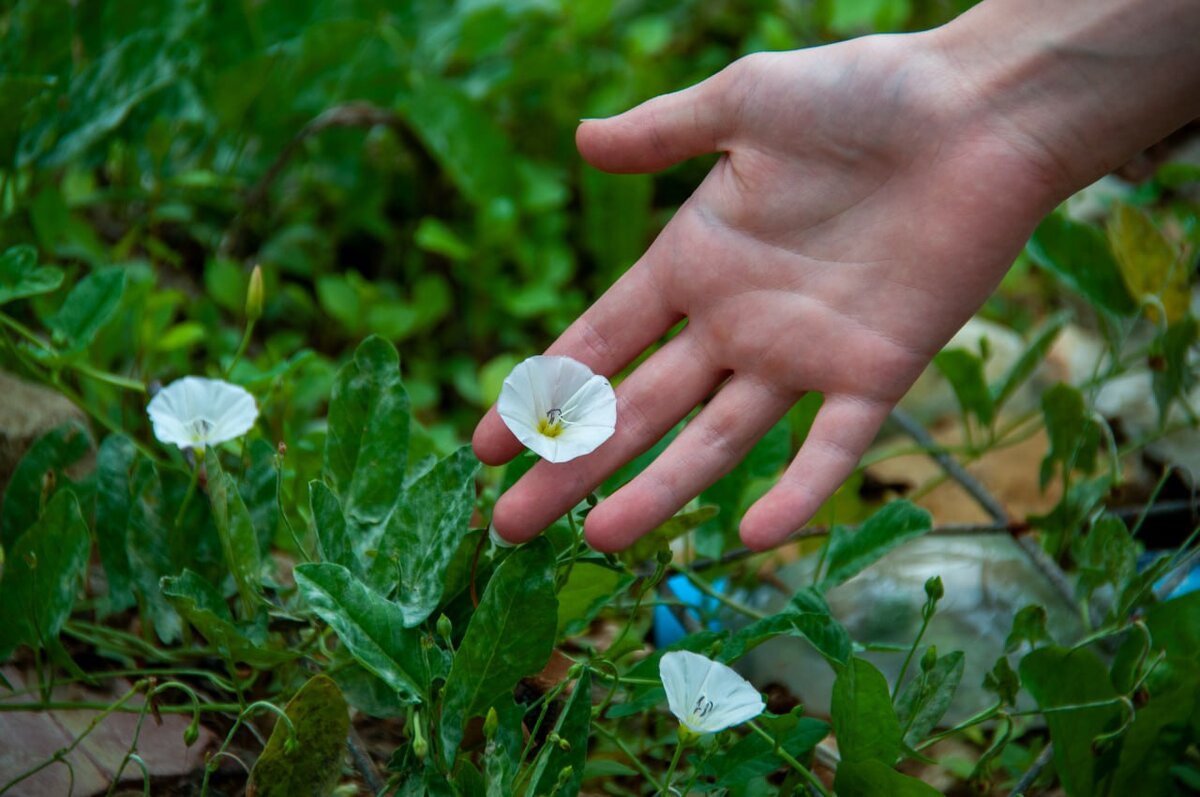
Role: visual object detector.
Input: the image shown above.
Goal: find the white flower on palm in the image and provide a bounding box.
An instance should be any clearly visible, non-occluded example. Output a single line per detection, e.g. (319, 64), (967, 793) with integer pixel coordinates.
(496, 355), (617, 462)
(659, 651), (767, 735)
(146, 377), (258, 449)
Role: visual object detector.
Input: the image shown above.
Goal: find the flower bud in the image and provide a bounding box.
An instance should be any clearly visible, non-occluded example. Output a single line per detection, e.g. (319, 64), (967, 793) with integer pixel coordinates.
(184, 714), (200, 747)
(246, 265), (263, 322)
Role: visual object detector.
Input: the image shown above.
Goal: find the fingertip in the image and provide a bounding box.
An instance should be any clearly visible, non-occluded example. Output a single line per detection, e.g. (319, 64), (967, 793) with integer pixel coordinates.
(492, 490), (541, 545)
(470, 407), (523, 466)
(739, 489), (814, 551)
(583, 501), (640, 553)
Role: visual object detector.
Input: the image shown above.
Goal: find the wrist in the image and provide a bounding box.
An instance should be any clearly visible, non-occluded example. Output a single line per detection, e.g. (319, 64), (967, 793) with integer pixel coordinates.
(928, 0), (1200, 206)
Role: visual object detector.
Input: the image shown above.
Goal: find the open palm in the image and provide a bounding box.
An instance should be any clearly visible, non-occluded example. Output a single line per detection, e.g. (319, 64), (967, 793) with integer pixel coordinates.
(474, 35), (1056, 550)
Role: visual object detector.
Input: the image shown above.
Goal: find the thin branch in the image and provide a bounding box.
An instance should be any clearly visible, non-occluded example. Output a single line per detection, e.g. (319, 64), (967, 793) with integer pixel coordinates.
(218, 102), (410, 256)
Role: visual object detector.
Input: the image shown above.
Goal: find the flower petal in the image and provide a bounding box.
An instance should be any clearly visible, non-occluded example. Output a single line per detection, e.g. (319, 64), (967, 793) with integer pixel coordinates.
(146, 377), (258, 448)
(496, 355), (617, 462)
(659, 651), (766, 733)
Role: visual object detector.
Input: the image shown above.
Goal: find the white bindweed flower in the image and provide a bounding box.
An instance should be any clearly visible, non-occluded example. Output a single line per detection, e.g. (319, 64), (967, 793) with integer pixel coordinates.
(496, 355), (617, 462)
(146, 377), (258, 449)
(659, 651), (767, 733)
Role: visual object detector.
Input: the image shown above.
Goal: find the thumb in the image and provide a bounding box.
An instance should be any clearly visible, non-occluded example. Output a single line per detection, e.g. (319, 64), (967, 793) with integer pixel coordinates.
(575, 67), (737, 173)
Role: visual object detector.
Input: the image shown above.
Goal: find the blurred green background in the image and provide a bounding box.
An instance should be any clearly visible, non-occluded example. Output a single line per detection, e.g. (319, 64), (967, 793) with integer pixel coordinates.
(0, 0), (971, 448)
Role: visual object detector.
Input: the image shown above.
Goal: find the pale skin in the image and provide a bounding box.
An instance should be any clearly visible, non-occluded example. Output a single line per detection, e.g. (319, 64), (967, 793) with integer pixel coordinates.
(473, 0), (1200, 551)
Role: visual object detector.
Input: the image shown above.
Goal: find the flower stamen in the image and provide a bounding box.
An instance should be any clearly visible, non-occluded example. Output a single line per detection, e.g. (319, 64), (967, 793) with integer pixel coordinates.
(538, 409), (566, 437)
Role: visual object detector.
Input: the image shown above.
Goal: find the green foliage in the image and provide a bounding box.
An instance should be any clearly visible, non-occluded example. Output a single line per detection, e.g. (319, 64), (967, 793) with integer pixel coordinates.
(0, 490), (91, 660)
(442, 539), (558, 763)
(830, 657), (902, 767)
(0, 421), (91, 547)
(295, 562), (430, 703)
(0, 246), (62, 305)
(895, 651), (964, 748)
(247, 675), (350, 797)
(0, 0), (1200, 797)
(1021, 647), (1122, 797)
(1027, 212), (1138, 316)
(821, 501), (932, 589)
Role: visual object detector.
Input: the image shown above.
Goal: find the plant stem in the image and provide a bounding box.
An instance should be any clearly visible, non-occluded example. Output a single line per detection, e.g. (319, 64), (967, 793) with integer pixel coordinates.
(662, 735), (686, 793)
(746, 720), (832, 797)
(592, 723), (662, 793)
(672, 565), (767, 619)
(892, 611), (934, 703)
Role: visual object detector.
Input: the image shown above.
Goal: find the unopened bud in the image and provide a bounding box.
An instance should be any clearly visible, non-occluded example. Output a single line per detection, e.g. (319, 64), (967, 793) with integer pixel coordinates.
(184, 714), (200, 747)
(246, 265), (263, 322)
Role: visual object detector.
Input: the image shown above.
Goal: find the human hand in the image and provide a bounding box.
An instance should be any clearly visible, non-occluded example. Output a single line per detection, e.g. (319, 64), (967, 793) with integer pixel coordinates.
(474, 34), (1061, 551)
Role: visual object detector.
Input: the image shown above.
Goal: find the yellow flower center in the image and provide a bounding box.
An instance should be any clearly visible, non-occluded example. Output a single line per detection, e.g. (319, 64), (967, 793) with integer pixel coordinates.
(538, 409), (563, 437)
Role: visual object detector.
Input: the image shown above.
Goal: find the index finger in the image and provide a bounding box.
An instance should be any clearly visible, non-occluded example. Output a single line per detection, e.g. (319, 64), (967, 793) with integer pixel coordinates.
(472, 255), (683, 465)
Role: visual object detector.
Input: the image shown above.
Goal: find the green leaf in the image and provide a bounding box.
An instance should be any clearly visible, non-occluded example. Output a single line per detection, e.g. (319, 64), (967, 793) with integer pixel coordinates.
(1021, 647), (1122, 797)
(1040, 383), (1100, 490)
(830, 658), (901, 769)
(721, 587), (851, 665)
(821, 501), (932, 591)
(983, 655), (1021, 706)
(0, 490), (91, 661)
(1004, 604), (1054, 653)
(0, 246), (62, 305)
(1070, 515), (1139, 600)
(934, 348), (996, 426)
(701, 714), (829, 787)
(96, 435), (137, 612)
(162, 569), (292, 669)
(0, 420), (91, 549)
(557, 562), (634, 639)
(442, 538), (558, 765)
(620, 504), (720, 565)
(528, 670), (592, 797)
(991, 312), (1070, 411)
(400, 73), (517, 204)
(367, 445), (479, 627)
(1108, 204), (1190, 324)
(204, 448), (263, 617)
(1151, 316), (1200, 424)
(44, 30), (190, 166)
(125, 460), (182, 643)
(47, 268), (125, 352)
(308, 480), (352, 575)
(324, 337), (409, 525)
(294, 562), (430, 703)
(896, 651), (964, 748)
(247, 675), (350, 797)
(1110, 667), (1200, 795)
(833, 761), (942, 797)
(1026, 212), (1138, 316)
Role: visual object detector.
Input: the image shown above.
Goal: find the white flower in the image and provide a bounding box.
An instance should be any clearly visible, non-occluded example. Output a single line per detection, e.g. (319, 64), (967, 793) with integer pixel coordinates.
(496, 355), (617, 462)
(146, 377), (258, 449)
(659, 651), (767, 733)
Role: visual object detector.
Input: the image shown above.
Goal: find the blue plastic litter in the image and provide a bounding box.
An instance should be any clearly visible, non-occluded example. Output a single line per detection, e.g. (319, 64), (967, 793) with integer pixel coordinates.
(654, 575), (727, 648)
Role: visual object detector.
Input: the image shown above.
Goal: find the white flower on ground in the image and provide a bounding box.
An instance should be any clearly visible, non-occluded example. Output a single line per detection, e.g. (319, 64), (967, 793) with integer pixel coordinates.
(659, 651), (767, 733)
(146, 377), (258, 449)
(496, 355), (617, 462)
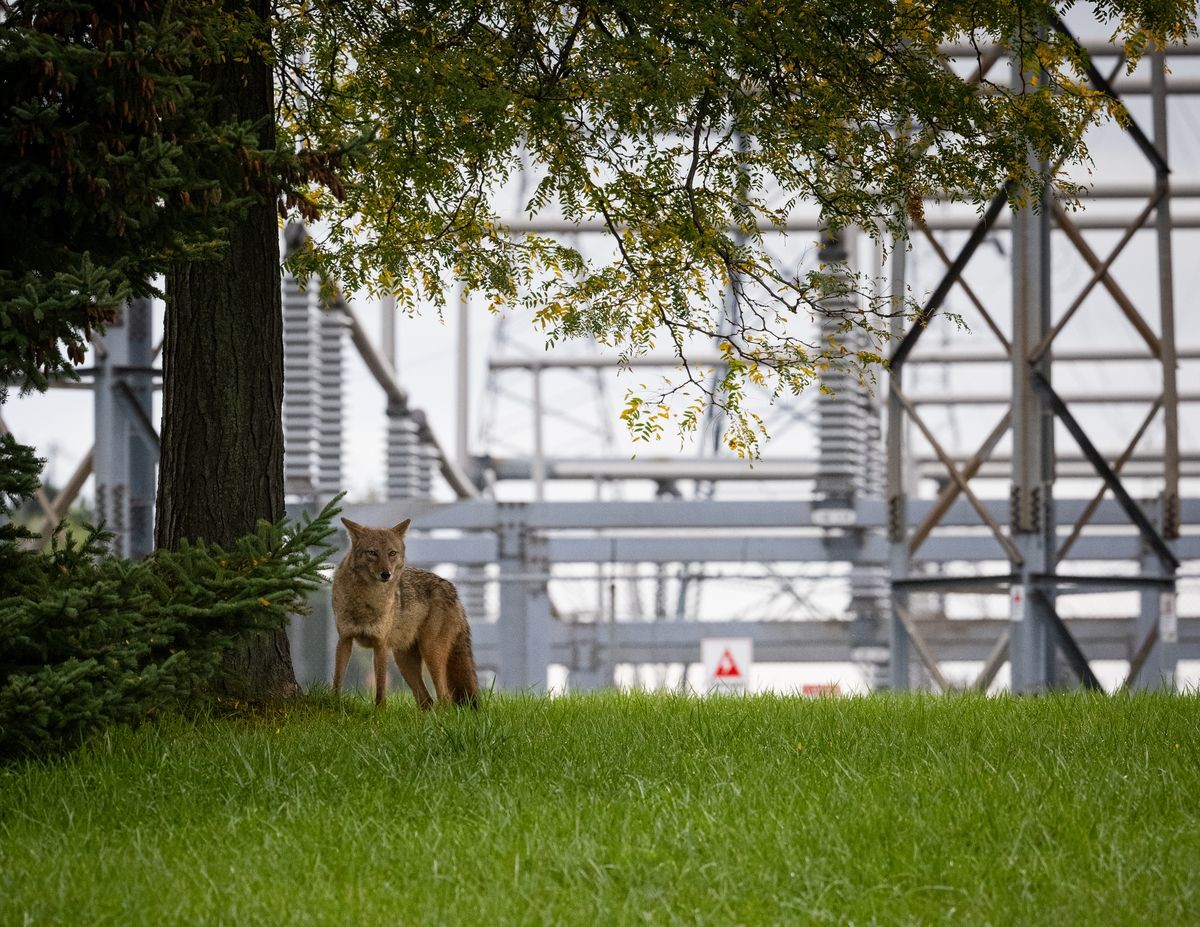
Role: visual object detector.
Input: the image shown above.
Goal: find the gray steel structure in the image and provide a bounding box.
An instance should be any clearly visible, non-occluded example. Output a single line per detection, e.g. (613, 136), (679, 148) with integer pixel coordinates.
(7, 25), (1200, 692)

☆ ☆ ☆ ☆

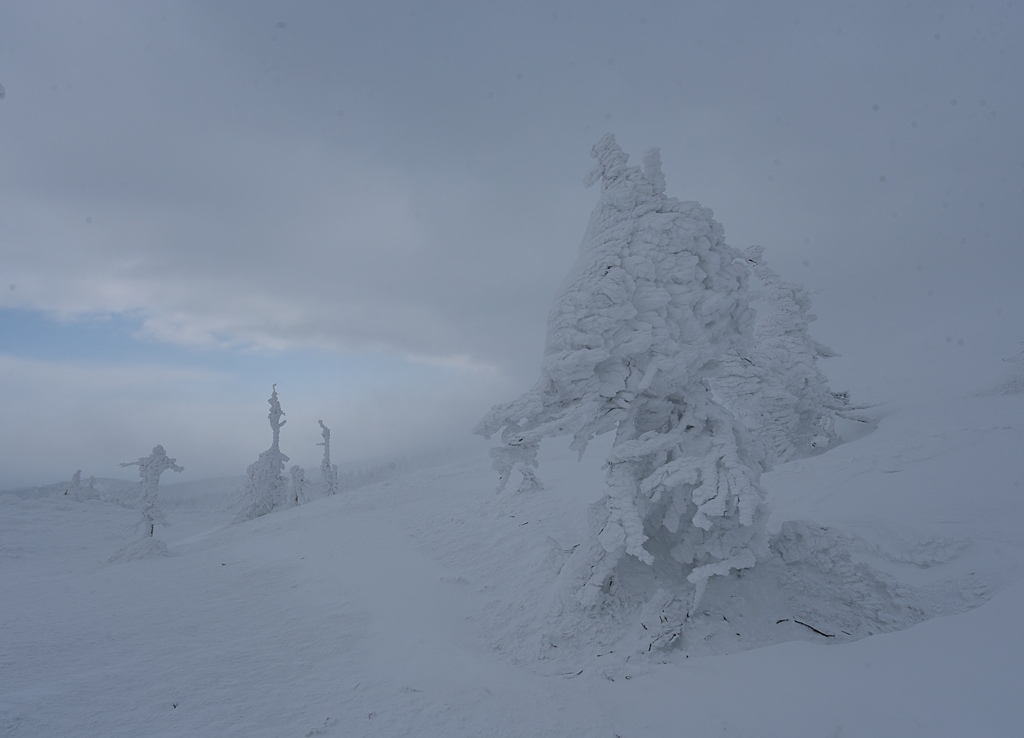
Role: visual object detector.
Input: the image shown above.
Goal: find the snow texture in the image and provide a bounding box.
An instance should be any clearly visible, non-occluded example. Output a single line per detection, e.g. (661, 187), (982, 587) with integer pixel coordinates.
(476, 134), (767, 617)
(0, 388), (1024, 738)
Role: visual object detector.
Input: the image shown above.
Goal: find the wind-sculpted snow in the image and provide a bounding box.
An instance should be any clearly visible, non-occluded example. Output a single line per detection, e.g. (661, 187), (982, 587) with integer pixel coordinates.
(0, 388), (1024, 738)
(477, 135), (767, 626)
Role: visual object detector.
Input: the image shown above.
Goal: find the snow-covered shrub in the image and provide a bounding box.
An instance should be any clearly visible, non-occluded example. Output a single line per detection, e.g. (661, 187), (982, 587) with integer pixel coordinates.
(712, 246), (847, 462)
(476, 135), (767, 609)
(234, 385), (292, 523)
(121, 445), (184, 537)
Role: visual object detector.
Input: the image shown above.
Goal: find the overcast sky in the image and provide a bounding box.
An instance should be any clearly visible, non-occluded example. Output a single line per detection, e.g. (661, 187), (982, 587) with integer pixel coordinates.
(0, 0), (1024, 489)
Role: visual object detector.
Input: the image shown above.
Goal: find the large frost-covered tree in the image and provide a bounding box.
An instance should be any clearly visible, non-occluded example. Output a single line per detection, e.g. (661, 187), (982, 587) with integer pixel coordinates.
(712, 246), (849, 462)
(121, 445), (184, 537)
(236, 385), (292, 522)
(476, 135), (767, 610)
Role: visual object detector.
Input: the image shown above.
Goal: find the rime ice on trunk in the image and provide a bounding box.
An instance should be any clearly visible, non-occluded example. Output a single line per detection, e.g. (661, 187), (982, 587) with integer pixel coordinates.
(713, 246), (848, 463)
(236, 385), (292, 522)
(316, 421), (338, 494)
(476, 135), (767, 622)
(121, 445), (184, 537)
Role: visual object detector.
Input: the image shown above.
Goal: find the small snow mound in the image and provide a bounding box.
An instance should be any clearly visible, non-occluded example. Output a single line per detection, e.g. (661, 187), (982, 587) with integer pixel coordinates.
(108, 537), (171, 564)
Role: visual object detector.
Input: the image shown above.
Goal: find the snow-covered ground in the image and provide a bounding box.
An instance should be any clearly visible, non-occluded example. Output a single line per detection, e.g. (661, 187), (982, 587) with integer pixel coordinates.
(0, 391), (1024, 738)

☆ ☆ ☆ ☆

Pick out every line of the items above that contains the string "palm", and copy each one as it appears.

Goal: find the white flower on palm in the image and provide a bounding box.
Goal: find the open palm in the image and provide a bounding box.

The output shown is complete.